§ **What the task requires**
From the line containing "the red shirt" through the last line of the entries below, repeat each line word for word and leave out the rest.

§ **Record set**
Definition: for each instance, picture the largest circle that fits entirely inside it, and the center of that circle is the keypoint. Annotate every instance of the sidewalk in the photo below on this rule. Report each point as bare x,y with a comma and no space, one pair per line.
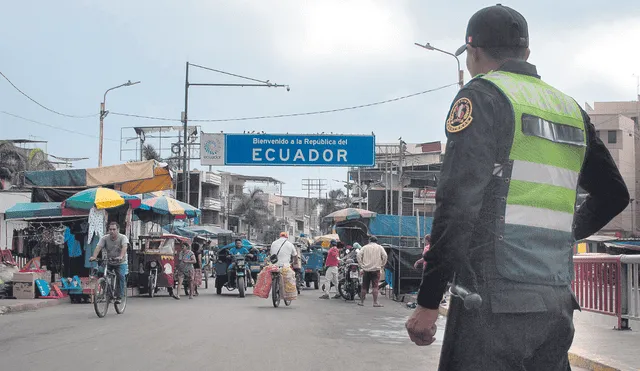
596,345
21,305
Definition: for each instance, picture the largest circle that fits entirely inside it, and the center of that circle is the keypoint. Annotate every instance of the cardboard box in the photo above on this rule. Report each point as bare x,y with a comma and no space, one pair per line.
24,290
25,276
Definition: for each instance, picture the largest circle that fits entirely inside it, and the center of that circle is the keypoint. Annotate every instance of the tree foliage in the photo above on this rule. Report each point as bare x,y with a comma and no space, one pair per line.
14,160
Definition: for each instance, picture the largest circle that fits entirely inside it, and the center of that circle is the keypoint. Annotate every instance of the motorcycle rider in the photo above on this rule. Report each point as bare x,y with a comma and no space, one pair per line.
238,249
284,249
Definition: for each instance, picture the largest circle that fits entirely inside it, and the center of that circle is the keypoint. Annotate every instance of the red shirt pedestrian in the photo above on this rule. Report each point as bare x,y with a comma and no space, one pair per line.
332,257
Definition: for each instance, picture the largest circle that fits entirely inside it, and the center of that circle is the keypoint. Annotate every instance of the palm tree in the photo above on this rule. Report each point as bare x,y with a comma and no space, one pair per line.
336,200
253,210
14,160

§ **Answer area**
Definition: for each instance, picture the largest circle that fits entirely inside it, and the center of that circle is the keypoint. Annotate every instance of the red shirt pedestrian in the photo above on this rule. Report each point as bare x,y with a comma and no space, one pair per line.
332,257
Definition: for each instance, picture the largest circle that fits entirely inside it, and the center of that circle is the keypoint. Annotate every instance of the palm tree in the photo above on this rule. Report each point as bare x,y with a comma and no space, one pair per line.
336,200
253,210
14,160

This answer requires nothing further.